Goal:
Write out the records below word for word, from the first line through the line that contains "[197,41,234,60]", including both of those lines.
********
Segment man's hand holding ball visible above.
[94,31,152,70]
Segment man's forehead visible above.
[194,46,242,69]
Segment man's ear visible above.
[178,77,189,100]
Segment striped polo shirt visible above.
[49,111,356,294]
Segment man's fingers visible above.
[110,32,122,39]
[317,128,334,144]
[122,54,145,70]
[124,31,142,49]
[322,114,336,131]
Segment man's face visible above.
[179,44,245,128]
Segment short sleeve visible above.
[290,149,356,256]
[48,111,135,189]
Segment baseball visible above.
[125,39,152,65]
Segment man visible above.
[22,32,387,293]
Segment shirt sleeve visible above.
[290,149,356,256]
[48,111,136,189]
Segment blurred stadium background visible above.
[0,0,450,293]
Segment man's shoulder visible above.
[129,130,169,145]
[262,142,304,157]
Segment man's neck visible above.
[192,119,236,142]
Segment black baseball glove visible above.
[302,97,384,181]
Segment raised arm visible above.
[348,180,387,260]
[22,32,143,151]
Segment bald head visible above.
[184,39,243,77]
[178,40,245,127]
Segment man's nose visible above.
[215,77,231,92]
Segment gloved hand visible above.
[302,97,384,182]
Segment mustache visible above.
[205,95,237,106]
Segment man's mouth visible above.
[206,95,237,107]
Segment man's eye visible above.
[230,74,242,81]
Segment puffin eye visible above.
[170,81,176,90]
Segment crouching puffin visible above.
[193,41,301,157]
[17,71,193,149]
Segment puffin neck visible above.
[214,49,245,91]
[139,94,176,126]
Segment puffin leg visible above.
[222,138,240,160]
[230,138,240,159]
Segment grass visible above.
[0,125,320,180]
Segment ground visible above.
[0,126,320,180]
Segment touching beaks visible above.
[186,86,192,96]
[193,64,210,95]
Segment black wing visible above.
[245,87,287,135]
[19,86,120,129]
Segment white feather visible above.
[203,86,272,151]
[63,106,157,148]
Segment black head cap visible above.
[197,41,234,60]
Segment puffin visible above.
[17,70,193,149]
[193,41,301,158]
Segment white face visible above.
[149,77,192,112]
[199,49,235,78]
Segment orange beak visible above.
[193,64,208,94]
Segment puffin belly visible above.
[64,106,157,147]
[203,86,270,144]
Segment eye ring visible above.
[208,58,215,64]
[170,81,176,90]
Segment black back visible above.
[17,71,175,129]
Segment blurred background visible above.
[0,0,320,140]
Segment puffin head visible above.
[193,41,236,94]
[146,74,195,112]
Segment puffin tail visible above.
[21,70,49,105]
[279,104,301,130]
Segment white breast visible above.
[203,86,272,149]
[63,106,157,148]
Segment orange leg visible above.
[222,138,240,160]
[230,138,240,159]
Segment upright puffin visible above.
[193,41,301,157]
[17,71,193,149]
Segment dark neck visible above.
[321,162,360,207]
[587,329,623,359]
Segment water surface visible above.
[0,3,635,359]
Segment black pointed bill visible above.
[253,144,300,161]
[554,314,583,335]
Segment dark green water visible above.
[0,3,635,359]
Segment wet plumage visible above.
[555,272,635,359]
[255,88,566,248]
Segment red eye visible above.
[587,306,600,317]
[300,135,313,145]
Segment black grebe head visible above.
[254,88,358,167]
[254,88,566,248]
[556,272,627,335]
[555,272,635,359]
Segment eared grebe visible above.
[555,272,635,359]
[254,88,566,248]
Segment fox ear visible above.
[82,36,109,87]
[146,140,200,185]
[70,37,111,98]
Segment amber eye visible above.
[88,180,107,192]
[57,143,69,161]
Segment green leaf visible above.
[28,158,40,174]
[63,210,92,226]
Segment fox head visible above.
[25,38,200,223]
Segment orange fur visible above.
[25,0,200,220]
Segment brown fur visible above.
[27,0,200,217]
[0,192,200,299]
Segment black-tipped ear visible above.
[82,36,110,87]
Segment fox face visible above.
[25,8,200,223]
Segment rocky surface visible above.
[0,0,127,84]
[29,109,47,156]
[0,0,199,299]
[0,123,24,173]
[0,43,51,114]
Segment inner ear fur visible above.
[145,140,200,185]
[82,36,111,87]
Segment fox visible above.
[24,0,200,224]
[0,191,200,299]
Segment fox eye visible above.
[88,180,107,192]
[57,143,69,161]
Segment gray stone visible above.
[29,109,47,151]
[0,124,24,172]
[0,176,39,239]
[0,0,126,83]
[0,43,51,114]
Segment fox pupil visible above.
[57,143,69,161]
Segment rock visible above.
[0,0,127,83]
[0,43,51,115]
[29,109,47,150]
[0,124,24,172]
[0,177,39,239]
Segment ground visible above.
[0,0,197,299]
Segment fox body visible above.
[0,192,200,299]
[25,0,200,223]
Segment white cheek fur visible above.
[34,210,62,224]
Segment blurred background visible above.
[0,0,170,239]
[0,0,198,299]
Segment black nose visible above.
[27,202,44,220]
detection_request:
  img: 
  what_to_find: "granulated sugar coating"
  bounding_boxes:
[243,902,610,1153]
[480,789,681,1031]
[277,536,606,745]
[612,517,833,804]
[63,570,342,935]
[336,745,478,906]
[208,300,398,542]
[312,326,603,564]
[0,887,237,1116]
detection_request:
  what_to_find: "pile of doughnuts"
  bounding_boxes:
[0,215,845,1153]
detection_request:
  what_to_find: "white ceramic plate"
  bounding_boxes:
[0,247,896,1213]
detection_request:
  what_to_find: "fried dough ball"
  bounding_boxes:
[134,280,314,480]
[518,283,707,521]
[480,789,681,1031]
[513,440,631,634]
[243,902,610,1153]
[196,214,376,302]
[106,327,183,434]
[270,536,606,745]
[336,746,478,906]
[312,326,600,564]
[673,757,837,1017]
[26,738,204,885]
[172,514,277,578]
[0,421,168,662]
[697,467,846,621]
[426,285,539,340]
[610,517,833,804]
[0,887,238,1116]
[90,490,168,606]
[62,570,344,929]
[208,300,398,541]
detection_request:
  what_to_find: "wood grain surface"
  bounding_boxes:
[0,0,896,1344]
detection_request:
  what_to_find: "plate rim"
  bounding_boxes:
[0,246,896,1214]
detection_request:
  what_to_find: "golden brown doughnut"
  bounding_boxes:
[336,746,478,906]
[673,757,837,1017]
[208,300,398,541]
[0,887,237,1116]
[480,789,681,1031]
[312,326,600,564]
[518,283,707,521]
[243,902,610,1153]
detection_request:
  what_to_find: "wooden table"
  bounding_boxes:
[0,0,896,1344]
********
Task response:
Segment man's hand holding ball visible above.
[94,31,152,70]
Segment man's forehead visible above.
[194,46,242,69]
Segment man's ear visible above.
[178,77,189,100]
Segment striped polo shirt visible above.
[49,111,356,294]
Segment man's fingers visible above.
[110,32,122,39]
[317,128,334,144]
[122,54,145,70]
[124,31,142,49]
[322,114,336,131]
Segment man's face visible above.
[179,44,245,128]
Segment short sleeve visible above.
[290,149,356,256]
[48,111,135,189]
Segment baseball visible above.
[125,39,152,65]
Segment man visible above.
[22,32,387,293]
Segment shirt sleeve visible above.
[290,149,356,256]
[48,111,136,189]
Segment blurred stadium background visible above.
[0,0,450,293]
Segment man's shoulder visible above.
[129,130,169,145]
[262,142,304,157]
Segment man's neck visible above.
[192,119,236,142]
Segment black baseball glove visible above.
[302,97,384,181]
Segment raised arm visible above.
[348,180,387,260]
[22,32,143,151]
Segment bald head visible above.
[184,39,243,77]
[178,40,245,127]
Segment man's nose visible above.
[215,77,231,92]
Segment gloved hand visible above.
[302,97,384,182]
Segment mustache visible above.
[205,95,237,106]
Segment man's mouth visible above.
[206,95,237,107]
Segment man's eye visible above.
[230,74,242,81]
Segment puffin eye visible above.
[170,81,176,90]
Segment crouching puffin visible above.
[193,41,301,157]
[17,71,193,149]
Segment puffin neck visible above.
[214,49,245,91]
[139,94,176,126]
Segment puffin leg visible above.
[222,138,240,160]
[230,138,240,159]
Segment grass visible above.
[0,125,320,180]
Segment ground visible above.
[0,126,320,180]
Segment touching beaks visible above.
[186,86,192,96]
[193,64,210,95]
Segment black wing visible above.
[245,87,287,135]
[19,86,120,129]
Segment white feather visible above.
[203,86,272,151]
[63,106,157,148]
Segment black head cap visible above.
[197,41,234,60]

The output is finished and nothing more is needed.